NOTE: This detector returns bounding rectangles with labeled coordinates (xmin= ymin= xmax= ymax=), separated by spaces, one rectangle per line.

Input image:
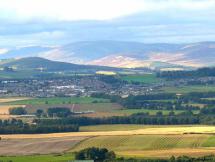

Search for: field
xmin=0 ymin=97 xmax=28 ymax=118
xmin=71 ymin=134 xmax=214 ymax=158
xmin=80 ymin=124 xmax=153 ymax=131
xmin=0 ymin=96 xmax=196 ymax=120
xmin=0 ymin=153 xmax=74 ymax=162
xmin=4 ymin=97 xmax=109 ymax=105
xmin=25 ymin=103 xmax=193 ymax=117
xmin=0 ymin=136 xmax=87 ymax=156
xmin=161 ymin=85 xmax=215 ymax=94
xmin=2 ymin=125 xmax=215 ymax=160
xmin=25 ymin=103 xmax=123 ymax=117
xmin=2 ymin=125 xmax=215 ymax=139
xmin=114 ymin=109 xmax=198 ymax=116
xmin=0 ymin=97 xmax=30 ymax=103
xmin=73 ymin=125 xmax=215 ymax=158
xmin=120 ymin=74 xmax=160 ymax=84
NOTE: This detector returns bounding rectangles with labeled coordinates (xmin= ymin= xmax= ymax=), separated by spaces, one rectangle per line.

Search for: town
xmin=0 ymin=75 xmax=160 ymax=98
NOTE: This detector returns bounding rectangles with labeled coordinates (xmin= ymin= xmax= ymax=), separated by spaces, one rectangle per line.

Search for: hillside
xmin=1 ymin=41 xmax=215 ymax=69
xmin=0 ymin=57 xmax=118 ymax=72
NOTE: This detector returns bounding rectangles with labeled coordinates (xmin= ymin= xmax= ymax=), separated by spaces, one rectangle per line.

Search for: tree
xmin=75 ymin=147 xmax=116 ymax=162
xmin=47 ymin=107 xmax=71 ymax=117
xmin=9 ymin=107 xmax=27 ymax=115
xmin=36 ymin=109 xmax=44 ymax=117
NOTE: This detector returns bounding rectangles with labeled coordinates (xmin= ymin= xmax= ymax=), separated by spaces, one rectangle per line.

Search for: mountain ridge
xmin=0 ymin=57 xmax=120 ymax=72
xmin=1 ymin=41 xmax=215 ymax=69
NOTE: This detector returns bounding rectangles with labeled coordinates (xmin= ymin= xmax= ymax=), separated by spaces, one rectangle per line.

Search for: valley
xmin=2 ymin=1 xmax=215 ymax=161
xmin=1 ymin=58 xmax=215 ymax=161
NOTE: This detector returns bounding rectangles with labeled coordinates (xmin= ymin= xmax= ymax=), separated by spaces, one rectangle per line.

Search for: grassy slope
xmin=120 ymin=74 xmax=160 ymax=84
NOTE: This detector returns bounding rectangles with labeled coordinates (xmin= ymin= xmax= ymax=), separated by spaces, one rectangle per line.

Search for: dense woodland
xmin=0 ymin=119 xmax=79 ymax=134
xmin=92 ymin=92 xmax=215 ymax=110
xmin=157 ymin=67 xmax=215 ymax=79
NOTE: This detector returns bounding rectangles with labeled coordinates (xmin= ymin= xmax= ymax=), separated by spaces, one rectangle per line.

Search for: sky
xmin=0 ymin=0 xmax=215 ymax=48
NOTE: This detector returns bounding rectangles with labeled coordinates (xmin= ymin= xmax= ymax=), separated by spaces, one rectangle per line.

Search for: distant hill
xmin=1 ymin=41 xmax=215 ymax=69
xmin=0 ymin=57 xmax=119 ymax=72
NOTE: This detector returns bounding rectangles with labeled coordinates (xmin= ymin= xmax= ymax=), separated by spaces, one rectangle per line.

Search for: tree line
xmin=34 ymin=112 xmax=200 ymax=126
xmin=157 ymin=67 xmax=215 ymax=79
xmin=75 ymin=147 xmax=215 ymax=162
xmin=0 ymin=119 xmax=79 ymax=134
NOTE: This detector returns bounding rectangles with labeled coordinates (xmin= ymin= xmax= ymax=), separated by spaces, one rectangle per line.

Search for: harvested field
xmin=71 ymin=134 xmax=215 ymax=158
xmin=0 ymin=136 xmax=88 ymax=156
xmin=118 ymin=148 xmax=215 ymax=158
xmin=2 ymin=125 xmax=215 ymax=139
xmin=80 ymin=124 xmax=162 ymax=131
xmin=0 ymin=97 xmax=30 ymax=104
xmin=71 ymin=134 xmax=208 ymax=152
xmin=0 ymin=105 xmax=24 ymax=115
xmin=0 ymin=114 xmax=17 ymax=119
xmin=2 ymin=125 xmax=215 ymax=158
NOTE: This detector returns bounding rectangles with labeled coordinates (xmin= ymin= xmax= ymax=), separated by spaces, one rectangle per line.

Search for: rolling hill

What to do
Would you give the data above again word for word, minus the pictures?

Exercise result
NOTE: This detector returns bounding rectangles with labeled coordinates (xmin= ymin= xmax= ymax=), separated by spaces, one rectangle per line.

Input image:

Search for: field
xmin=0 ymin=97 xmax=28 ymax=118
xmin=71 ymin=134 xmax=214 ymax=158
xmin=80 ymin=124 xmax=153 ymax=131
xmin=0 ymin=96 xmax=196 ymax=120
xmin=0 ymin=153 xmax=74 ymax=162
xmin=4 ymin=97 xmax=109 ymax=105
xmin=25 ymin=103 xmax=193 ymax=117
xmin=0 ymin=136 xmax=87 ymax=156
xmin=161 ymin=85 xmax=215 ymax=94
xmin=2 ymin=125 xmax=215 ymax=160
xmin=25 ymin=103 xmax=123 ymax=117
xmin=2 ymin=125 xmax=215 ymax=139
xmin=114 ymin=109 xmax=198 ymax=116
xmin=0 ymin=97 xmax=30 ymax=103
xmin=73 ymin=125 xmax=215 ymax=158
xmin=120 ymin=74 xmax=160 ymax=84
NOTE: This detector returns bounding rectangles with labeled coordinates (xmin= ymin= xmax= ymax=), separated by spaces, one rectangle per line.

Search for: town
xmin=0 ymin=75 xmax=160 ymax=98
NOTE: This detector returns bounding rectangles with labeled coordinates (xmin= ymin= xmax= ymax=), separated by spaces, one rectangle per line.

Search for: hillside
xmin=1 ymin=41 xmax=215 ymax=69
xmin=0 ymin=57 xmax=118 ymax=72
NOTE: This detector returns bounding rectangles with labeled coordinates (xmin= ymin= xmax= ymax=), separated by spaces, one rectangle per line.

Search for: tree
xmin=75 ymin=147 xmax=116 ymax=162
xmin=47 ymin=107 xmax=71 ymax=117
xmin=9 ymin=107 xmax=27 ymax=115
xmin=36 ymin=109 xmax=44 ymax=117
NOTE: This detector returns bounding rectangles with labeled coordinates (xmin= ymin= xmax= ymax=), separated by spaces, one rectangle per line.

Search for: mountain ridge
xmin=0 ymin=57 xmax=120 ymax=72
xmin=1 ymin=41 xmax=215 ymax=69
NOTE: This detector returns bounding rectangles with labeled coordinates (xmin= ymin= xmax= ymax=), separated by spaces, one rectangle per line.

Search for: valley
xmin=2 ymin=1 xmax=215 ymax=161
xmin=1 ymin=58 xmax=215 ymax=161
NOTE: This detector returns bounding rectangles with labeled coordinates (xmin= ymin= xmax= ymax=), separated by spaces, one rectangle per line.

Search for: grassy slope
xmin=120 ymin=74 xmax=160 ymax=84
NOTE: This detector returns bounding rectangles with labeled coordinates (xmin= ymin= xmax= ymax=), separated by spaces, one rectangle per line.

Search for: dense woodland
xmin=0 ymin=119 xmax=79 ymax=134
xmin=92 ymin=92 xmax=215 ymax=110
xmin=157 ymin=67 xmax=215 ymax=79
NOTE: This detector returns bounding rectangles with labeled coordinates (xmin= ymin= xmax= ymax=), separated by spaces, one rectangle per line.

Search for: sky
xmin=0 ymin=0 xmax=215 ymax=48
NOTE: This detector returns bounding rectangles with labeled coordinates (xmin= ymin= xmax= ymax=), separated by spaces, one rectangle per line.

Search for: distant hill
xmin=1 ymin=41 xmax=215 ymax=69
xmin=0 ymin=57 xmax=119 ymax=72
NOTE: This detector returns bounding rectangles with labeled coordinates (xmin= ymin= xmax= ymax=), separated by spaces, one rectangle per line.

Search for: tree line
xmin=34 ymin=112 xmax=200 ymax=126
xmin=157 ymin=67 xmax=215 ymax=79
xmin=75 ymin=147 xmax=215 ymax=162
xmin=0 ymin=119 xmax=79 ymax=134
NOTE: This detector returns bounding rectangles with labeled coordinates (xmin= ymin= xmax= ymax=), separated by spaces, one rectangle per line.

Search for: harvested field
xmin=71 ymin=134 xmax=215 ymax=158
xmin=0 ymin=136 xmax=88 ymax=156
xmin=118 ymin=148 xmax=215 ymax=158
xmin=2 ymin=125 xmax=215 ymax=139
xmin=80 ymin=124 xmax=162 ymax=131
xmin=0 ymin=97 xmax=30 ymax=104
xmin=71 ymin=134 xmax=208 ymax=152
xmin=0 ymin=105 xmax=24 ymax=115
xmin=0 ymin=114 xmax=17 ymax=119
xmin=2 ymin=125 xmax=215 ymax=158
NOTE: This detector returns bounding rectangles with labeled coordinates (xmin= ymin= xmax= ymax=), separated by spaces, one rectangle per line.

Search for: rolling hill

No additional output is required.